● WRITTEN TASK
Count the lines in the material below that contain the string "covered", and reply with that number alone.

● DATA FOR THIS TASK
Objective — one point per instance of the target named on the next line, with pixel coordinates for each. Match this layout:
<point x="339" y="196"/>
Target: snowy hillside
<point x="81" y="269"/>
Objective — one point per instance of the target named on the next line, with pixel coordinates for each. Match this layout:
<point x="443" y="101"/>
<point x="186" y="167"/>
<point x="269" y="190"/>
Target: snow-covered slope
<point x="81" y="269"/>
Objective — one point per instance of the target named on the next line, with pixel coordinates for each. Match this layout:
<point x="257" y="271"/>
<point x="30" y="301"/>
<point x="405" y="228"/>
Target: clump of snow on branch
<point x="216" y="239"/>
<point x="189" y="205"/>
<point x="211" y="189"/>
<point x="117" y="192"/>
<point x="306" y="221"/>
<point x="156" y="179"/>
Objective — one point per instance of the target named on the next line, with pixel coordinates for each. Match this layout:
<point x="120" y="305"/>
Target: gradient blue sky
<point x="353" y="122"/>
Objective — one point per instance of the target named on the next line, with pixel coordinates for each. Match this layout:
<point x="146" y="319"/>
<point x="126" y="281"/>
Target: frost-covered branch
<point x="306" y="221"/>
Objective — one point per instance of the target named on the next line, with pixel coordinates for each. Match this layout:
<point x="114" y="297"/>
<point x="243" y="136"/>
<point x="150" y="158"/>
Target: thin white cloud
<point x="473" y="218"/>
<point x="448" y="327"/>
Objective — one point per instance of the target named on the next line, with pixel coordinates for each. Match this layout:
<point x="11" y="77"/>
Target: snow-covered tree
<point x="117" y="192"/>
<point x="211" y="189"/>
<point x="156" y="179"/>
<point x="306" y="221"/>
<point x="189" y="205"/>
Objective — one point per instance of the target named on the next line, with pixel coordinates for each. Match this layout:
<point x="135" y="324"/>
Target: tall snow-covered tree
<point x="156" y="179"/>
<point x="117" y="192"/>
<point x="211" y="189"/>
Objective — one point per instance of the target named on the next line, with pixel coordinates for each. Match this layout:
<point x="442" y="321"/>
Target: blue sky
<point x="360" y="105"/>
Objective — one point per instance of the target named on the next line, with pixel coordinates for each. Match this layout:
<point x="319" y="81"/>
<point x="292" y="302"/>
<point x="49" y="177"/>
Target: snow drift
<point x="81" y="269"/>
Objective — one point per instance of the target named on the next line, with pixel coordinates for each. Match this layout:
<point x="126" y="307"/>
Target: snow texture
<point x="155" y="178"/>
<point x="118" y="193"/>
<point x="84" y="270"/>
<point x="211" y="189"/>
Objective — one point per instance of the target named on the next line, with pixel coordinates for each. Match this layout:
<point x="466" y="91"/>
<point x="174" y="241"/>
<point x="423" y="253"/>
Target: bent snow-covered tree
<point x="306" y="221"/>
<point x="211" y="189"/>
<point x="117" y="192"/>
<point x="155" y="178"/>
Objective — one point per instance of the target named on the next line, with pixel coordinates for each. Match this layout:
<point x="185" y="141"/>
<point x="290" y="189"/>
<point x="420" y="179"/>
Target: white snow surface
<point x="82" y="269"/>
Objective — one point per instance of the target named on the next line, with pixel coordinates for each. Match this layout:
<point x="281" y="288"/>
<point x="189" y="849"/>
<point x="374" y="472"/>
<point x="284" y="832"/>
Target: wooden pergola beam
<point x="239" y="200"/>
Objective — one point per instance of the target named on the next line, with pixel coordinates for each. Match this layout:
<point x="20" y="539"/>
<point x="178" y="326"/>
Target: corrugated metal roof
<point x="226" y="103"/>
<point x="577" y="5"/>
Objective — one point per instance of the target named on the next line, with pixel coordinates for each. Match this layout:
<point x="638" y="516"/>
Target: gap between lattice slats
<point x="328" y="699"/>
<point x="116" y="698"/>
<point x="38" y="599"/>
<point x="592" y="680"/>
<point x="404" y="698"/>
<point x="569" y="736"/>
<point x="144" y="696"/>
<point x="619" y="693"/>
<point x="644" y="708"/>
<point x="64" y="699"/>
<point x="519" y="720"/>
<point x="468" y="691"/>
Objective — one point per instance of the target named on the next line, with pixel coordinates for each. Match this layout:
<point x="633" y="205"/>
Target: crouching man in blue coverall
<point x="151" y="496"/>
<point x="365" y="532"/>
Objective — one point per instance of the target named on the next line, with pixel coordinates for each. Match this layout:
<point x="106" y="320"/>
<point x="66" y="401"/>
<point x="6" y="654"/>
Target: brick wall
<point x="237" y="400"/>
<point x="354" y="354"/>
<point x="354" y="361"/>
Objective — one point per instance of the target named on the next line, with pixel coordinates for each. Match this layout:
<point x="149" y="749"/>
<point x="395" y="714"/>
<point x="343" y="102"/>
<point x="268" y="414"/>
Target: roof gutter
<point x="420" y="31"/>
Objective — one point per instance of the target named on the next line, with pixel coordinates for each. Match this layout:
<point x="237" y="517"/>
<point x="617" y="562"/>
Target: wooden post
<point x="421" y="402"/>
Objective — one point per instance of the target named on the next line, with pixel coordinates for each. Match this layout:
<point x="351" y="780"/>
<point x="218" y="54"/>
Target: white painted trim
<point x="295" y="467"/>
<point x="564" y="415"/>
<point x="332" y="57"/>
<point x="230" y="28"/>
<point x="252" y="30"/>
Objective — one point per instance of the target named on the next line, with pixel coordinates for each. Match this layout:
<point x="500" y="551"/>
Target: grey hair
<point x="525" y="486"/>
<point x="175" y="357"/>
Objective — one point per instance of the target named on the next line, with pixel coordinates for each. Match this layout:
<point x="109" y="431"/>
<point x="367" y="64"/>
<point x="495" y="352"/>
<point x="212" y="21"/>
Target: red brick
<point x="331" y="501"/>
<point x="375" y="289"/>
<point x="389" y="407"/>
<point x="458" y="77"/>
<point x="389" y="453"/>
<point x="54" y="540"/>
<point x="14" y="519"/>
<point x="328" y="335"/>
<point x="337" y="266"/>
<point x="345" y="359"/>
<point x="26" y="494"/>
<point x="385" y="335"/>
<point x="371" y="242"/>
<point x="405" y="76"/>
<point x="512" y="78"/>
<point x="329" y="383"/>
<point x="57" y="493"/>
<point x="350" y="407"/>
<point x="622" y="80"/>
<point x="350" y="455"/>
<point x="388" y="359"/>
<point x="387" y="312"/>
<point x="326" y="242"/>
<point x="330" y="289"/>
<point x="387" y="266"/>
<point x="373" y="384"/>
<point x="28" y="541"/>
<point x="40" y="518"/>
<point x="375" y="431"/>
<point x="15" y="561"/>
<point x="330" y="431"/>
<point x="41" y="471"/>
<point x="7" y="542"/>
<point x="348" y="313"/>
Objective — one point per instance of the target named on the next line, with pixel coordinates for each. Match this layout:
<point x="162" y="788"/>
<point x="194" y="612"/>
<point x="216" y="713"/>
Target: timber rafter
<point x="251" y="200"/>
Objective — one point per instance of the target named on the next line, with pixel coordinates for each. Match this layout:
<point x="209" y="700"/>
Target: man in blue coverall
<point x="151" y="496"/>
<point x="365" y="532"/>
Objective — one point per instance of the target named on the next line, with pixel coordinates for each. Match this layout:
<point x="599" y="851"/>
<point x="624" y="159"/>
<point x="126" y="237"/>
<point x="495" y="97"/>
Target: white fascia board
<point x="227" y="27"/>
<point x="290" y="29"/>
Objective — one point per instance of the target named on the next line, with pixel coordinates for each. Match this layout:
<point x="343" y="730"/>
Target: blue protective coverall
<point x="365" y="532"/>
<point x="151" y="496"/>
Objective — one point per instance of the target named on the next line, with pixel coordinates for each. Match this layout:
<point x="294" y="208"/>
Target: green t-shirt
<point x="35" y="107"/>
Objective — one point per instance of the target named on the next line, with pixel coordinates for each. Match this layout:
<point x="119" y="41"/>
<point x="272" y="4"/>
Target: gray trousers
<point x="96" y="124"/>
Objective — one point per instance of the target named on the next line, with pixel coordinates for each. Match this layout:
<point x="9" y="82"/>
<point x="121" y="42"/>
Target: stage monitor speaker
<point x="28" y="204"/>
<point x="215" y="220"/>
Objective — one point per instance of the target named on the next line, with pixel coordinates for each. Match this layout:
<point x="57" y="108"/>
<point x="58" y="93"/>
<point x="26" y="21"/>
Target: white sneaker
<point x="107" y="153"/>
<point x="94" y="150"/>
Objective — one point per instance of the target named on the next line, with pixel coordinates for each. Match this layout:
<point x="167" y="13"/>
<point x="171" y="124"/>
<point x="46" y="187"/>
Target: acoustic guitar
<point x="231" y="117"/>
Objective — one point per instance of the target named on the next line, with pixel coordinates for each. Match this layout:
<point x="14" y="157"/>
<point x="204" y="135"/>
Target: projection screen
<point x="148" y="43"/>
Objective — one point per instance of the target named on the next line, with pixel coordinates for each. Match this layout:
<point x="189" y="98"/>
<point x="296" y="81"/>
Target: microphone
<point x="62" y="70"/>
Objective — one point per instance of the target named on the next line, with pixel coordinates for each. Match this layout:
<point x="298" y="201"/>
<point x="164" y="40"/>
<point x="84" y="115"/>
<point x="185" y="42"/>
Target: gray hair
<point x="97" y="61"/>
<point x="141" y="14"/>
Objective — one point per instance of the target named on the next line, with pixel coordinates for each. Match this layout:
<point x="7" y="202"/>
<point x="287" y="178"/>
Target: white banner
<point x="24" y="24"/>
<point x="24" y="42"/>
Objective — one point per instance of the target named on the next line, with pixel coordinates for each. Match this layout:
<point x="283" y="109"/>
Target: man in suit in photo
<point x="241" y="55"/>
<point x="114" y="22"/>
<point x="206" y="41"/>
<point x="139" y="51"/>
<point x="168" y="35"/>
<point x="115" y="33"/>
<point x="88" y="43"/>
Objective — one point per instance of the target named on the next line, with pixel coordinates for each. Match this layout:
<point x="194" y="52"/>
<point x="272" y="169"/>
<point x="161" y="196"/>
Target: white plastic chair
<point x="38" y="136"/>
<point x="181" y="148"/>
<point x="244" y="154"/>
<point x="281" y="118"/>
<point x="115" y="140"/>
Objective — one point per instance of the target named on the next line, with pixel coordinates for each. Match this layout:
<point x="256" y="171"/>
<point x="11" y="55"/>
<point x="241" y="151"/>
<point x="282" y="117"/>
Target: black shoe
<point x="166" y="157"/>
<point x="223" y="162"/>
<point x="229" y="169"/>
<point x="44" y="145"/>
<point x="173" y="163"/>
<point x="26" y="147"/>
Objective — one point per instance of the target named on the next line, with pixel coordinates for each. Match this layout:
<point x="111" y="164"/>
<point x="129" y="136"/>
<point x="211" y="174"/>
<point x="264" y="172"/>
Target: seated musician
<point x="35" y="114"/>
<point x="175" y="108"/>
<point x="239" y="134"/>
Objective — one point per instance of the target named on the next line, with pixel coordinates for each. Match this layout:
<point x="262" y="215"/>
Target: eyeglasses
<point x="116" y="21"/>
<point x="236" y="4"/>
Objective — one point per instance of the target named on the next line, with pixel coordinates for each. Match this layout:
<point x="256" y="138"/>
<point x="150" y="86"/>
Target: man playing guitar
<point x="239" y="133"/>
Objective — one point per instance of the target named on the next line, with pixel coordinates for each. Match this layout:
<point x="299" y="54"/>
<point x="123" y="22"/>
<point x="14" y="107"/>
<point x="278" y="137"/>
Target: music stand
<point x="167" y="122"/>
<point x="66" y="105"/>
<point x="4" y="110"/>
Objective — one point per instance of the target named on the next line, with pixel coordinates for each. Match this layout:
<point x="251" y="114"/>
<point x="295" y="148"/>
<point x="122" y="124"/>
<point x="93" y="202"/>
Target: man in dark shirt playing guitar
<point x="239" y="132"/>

● REPLY TO THE EXERCISE
5